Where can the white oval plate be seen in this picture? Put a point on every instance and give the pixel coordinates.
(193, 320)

☆ ☆ ☆

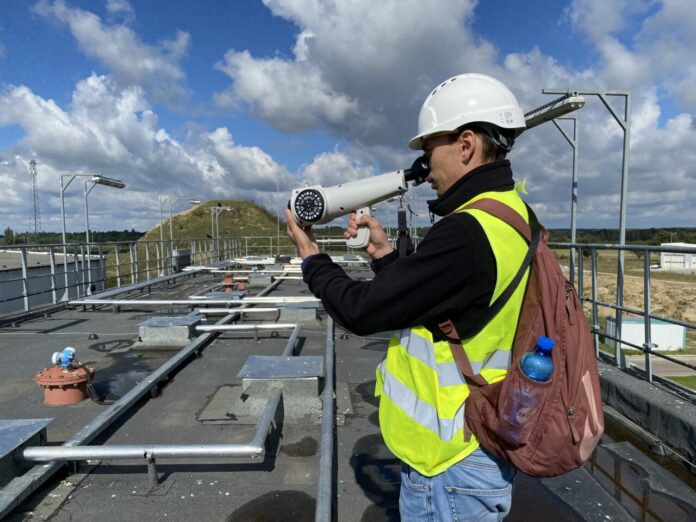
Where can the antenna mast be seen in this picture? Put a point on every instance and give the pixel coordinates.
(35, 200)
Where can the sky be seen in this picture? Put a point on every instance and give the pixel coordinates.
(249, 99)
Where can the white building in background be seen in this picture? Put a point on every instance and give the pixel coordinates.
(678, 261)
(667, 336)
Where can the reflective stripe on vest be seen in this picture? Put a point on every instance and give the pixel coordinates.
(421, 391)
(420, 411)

☆ ☆ ☆

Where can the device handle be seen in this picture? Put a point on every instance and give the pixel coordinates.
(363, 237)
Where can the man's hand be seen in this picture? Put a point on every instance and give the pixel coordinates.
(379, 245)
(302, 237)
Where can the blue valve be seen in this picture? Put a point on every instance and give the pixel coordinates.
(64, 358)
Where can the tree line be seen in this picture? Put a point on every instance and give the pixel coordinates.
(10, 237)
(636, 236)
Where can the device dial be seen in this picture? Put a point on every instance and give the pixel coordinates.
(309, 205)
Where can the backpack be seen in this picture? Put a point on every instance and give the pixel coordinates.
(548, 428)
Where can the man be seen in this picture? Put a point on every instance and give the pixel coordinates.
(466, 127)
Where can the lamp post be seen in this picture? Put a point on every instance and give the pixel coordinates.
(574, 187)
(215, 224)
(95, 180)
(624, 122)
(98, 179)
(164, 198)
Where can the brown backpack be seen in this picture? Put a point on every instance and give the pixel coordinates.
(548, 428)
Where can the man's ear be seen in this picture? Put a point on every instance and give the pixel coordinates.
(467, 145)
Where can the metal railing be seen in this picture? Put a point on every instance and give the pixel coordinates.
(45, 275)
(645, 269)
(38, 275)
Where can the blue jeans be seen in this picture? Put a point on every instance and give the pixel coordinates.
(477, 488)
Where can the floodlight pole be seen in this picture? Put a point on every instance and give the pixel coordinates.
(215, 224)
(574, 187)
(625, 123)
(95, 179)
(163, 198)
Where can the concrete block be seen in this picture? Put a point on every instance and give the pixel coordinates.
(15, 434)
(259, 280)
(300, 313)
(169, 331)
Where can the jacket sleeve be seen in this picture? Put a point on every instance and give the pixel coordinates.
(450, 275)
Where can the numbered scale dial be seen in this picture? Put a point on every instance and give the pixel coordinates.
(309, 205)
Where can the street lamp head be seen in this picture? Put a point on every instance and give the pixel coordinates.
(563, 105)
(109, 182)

☆ ☆ ☆

**Problem details:** Count the lines in the items that contain the word "white", treating uppercase and lowercase as different, and give only that number.

**Result for this exercise:** 2